__Task instructions__
Quote every line of the data below word for word, changing nothing.

__Stored rows__
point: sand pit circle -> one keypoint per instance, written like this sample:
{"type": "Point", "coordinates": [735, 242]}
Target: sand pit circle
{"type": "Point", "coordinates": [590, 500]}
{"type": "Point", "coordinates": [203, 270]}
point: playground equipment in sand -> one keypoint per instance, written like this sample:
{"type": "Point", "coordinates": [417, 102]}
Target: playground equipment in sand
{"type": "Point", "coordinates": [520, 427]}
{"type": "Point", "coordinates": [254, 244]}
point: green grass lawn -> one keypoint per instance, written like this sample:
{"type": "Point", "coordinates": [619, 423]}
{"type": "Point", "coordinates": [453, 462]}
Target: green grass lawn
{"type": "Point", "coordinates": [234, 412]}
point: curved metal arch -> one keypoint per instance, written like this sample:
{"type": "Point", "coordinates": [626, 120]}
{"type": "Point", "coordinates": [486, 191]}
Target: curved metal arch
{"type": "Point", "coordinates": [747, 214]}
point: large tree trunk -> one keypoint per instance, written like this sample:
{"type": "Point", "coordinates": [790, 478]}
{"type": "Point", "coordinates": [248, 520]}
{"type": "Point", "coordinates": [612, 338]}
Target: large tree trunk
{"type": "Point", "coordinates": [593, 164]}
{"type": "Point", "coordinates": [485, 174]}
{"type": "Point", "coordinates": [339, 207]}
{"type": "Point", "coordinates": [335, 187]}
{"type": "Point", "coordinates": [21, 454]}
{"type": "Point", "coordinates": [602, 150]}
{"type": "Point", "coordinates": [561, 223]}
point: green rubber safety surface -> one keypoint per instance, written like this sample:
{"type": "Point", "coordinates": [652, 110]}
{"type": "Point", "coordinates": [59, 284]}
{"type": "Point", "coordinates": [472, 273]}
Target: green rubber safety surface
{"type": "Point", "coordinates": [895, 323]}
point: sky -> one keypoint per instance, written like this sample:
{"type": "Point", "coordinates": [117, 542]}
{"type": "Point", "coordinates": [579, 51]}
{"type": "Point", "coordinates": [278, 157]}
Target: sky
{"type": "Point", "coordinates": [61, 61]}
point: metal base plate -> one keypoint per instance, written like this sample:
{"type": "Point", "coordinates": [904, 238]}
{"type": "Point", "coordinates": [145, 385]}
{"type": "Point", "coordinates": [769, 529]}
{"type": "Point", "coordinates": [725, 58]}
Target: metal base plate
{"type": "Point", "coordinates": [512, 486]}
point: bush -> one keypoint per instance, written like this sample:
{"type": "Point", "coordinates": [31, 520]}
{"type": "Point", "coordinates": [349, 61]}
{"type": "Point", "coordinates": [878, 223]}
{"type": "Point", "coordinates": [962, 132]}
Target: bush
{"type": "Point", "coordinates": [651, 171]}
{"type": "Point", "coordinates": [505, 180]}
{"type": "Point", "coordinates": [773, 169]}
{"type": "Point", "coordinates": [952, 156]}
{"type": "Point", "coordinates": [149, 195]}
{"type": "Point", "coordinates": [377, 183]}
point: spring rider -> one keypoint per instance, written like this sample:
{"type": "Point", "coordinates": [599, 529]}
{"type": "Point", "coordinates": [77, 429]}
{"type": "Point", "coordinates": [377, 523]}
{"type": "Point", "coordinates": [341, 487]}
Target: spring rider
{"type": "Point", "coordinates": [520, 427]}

__Finished exercise__
point: sand pit circle -> one keypoint per instance, written like this sample:
{"type": "Point", "coordinates": [735, 242]}
Target: sand pit circle
{"type": "Point", "coordinates": [590, 500]}
{"type": "Point", "coordinates": [203, 270]}
point: playground equipment in sand -> one keypoint per instance, written like this sample:
{"type": "Point", "coordinates": [417, 102]}
Target: playground equipment in sand
{"type": "Point", "coordinates": [520, 427]}
{"type": "Point", "coordinates": [254, 244]}
point: green grass lawn -> one keypoint per instance, written like this sample:
{"type": "Point", "coordinates": [619, 423]}
{"type": "Point", "coordinates": [453, 462]}
Target: green grass lawn
{"type": "Point", "coordinates": [234, 412]}
point: curved metal arch -> one keypoint per instance, written like this sample:
{"type": "Point", "coordinates": [626, 120]}
{"type": "Point", "coordinates": [486, 191]}
Target: curved metal arch
{"type": "Point", "coordinates": [747, 214]}
point: large tree trunk -> one keypoint per instance, written like this sample:
{"type": "Point", "coordinates": [790, 478]}
{"type": "Point", "coordinates": [248, 520]}
{"type": "Point", "coordinates": [612, 338]}
Target: large tree trunk
{"type": "Point", "coordinates": [593, 164]}
{"type": "Point", "coordinates": [485, 174]}
{"type": "Point", "coordinates": [339, 207]}
{"type": "Point", "coordinates": [335, 187]}
{"type": "Point", "coordinates": [21, 454]}
{"type": "Point", "coordinates": [602, 150]}
{"type": "Point", "coordinates": [561, 223]}
point: green rubber safety surface -> one keypoint per instance, written like this sample:
{"type": "Point", "coordinates": [652, 110]}
{"type": "Point", "coordinates": [59, 284]}
{"type": "Point", "coordinates": [472, 273]}
Target: green rubber safety surface
{"type": "Point", "coordinates": [895, 323]}
point: sky -> one keypoint per instance, written like this sample:
{"type": "Point", "coordinates": [117, 542]}
{"type": "Point", "coordinates": [579, 51]}
{"type": "Point", "coordinates": [278, 157]}
Target: sky
{"type": "Point", "coordinates": [61, 61]}
point: metal base plate -> one keypoint per instance, written like this sample:
{"type": "Point", "coordinates": [904, 238]}
{"type": "Point", "coordinates": [145, 385]}
{"type": "Point", "coordinates": [769, 529]}
{"type": "Point", "coordinates": [725, 58]}
Target: metal base plate
{"type": "Point", "coordinates": [512, 486]}
point: bush -> one keypoint per instance, written like this sample:
{"type": "Point", "coordinates": [31, 520]}
{"type": "Point", "coordinates": [349, 61]}
{"type": "Point", "coordinates": [878, 223]}
{"type": "Point", "coordinates": [962, 132]}
Target: bush
{"type": "Point", "coordinates": [651, 171]}
{"type": "Point", "coordinates": [505, 180]}
{"type": "Point", "coordinates": [773, 169]}
{"type": "Point", "coordinates": [952, 156]}
{"type": "Point", "coordinates": [149, 195]}
{"type": "Point", "coordinates": [377, 183]}
point: spring rider -> one keypoint per instance, written like this sample:
{"type": "Point", "coordinates": [599, 529]}
{"type": "Point", "coordinates": [77, 429]}
{"type": "Point", "coordinates": [377, 523]}
{"type": "Point", "coordinates": [341, 487]}
Target: spring rider
{"type": "Point", "coordinates": [520, 427]}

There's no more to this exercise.